-- begin Text block --

In today’s NFL, younger is considered better. Rookies from kickers to quarterbacks come in and start right away. Many of these players are under 25 years old and have at least one year under their belt – they could be primed for a breakout season. Others, such as Julio Jones (age 24), have already had their breakout years.
In this younger, faster NFL, which players under 25 stand out? I’ve compiled a list of the top 15 players that have proved to be worthy of making this list. In order to qualify for consideration, a player must be under 25 by the season opener on Sept. 5.
Without further ado:
1. J.J. Watt, DE, Houston: Watt was arguably the most dominant player in the NFL in 2012. His 20.5 sacks led the league last season, along with a mind-blowing 16 passes defended – 5 of them led to interceptions. This was all while Watt was wearing a brace on his left arm, still recovering from a dislocated elbow. The thought that Watt was not 100 percent last year should scare quarterbacks around the league. The best defensive player in the league earns the number one spot.
2. Von Miller, OLB, Denver: Pass rush is all about speed in today’s NFL. Von Miller’s combination of a relentless motor and speed to get to the quarterback should give opposing offensive lines and coordinators nightmares. Miller has cemented himself as premier pass rusher along with J.J. Watt.
3. Andrew Luck, QB, Indianapolis: What did Luck not do on the field last season? He led his team on seven(!) game winning drives, led his team to a nine-game improvement from the previous year, and took the Colts to the playoffs, playing a majority of games under an interim head coach. This was with the 26th ranked defense and the 22nd ranked rushing game in the NFL. Luck is the best and most clutch quarterback under 25 in the game.
4. Julio Jones, WR, Atlanta: Normally, scouts don’t grade drafts until three years after that draft has taken place. But if there was to be a winner of the 2011 draft, that team would have to be the Atlanta Falcons, making a blockbuster trade to select Julio Jones. His combination of speed, ball skills, and route-running ability make him one of the best receivers in the NFL. He and A.J. Green (who will be 25 before the season starts) are the next wave of top-tier receivers in the league.

-- end Text block --
-- begin Given data --

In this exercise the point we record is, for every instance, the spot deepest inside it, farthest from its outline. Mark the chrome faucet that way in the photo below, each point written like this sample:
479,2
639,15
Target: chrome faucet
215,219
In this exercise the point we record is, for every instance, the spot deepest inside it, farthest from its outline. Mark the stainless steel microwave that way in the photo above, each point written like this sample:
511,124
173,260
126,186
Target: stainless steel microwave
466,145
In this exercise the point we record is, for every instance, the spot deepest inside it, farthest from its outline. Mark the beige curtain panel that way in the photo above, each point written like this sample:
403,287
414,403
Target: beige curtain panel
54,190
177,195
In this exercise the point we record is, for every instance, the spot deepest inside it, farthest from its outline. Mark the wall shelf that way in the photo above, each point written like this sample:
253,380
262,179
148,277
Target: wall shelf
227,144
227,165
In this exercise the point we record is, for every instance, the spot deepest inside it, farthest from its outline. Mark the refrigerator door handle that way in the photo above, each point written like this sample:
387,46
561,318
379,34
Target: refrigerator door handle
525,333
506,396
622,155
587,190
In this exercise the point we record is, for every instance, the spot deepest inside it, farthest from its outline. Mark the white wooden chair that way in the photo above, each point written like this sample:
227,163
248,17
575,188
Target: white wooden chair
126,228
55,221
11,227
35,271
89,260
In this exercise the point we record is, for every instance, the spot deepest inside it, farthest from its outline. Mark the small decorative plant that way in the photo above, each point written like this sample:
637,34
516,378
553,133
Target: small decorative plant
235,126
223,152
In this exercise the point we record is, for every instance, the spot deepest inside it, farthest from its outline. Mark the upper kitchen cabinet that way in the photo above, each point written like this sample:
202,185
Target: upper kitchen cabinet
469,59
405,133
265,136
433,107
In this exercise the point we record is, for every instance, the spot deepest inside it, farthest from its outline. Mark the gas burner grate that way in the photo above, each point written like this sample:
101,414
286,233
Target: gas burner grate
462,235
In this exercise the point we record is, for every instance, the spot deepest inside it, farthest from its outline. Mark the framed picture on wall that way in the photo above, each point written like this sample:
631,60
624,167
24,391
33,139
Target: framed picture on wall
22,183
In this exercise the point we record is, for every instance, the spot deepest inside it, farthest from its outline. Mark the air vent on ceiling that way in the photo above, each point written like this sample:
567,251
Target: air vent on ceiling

-- end Given data --

Stated goal: According to the NFL under-25 rankings, why should J.J. Watt's 2012 season scare quarterbacks around the league?

Response to this task: Watt led the league with 20.5 sacks and had 16 passes defended while wearing a brace on his left arm, still recovering from a dislocated elbow. He put up those numbers without being 100 percent.